Paper Review: How Does Machine Learning Manage Complexity?
I recently came across this interesting paper by Lance Fortnow titled “How Does Machine Learning Manage Complexity?” I am very happy to see complexity theorists getting into some ML theory. If nothing else, I am looking forward to seeing more papers that start by saying:
In this paper all distributions will be over \(\{0, 1\}^n\).
Instead of “let \(\mathcal{X}\) be a Polish space equipped with its Borel \(\sigma\)-algebra.”
The paper makes some interesting observations at the intersection of ML theory and complexity theory and here are two I want to make a note of for the future.
What complexity class does a language model belong to?

**Description of the task**
Return the part of the paper review above that runs from "I recently came" up to and including "model belong to?", copied word for word.

**Dataset**

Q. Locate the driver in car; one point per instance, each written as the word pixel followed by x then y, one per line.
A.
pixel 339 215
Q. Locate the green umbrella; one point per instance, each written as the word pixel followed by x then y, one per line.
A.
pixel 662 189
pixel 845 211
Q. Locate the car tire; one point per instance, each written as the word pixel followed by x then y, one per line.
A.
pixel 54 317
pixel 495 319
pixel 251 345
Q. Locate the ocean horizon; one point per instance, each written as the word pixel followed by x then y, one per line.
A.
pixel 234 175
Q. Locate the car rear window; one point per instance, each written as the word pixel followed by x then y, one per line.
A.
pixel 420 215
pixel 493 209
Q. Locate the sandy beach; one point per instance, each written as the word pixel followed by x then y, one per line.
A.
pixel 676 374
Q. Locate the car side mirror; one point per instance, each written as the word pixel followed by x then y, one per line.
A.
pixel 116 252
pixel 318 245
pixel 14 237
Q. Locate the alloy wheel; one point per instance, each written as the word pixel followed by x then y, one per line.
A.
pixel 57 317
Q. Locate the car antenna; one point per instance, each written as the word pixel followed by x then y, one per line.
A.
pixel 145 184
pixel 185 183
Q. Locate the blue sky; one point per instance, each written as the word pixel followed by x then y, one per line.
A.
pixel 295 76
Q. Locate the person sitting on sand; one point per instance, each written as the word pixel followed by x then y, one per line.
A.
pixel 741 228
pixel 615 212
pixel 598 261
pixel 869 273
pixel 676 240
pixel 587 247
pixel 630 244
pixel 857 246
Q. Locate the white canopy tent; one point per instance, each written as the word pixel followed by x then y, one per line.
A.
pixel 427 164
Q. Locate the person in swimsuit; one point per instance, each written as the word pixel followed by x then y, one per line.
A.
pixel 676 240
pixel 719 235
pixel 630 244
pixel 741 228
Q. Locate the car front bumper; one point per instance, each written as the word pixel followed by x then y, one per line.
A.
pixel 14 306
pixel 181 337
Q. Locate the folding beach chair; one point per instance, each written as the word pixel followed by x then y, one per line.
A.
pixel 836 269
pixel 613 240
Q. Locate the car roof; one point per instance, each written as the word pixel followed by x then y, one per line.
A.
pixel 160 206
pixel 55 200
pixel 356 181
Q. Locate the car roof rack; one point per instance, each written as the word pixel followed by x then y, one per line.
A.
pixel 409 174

**Output for this task**
I recently came across this interesting paper by Lance Fortnow titled “How Does Machine Learning Manage Complexity?” I am very happy to see complexity theorists getting into some ML theory. If nothing else, I am looking forward to seeing more papers that start by saying:
In this paper all distributions will be over \(\{0, 1\}^n\).
Instead of “let \(\mathcal{X}\) be a Polish space equipped with its Borel \(\sigma\)-algebra.”
The paper makes some interesting observations at the intersection of ML theory and complexity theory and here are two I want to make a note of for the future.
What complexity class does a language model belong to?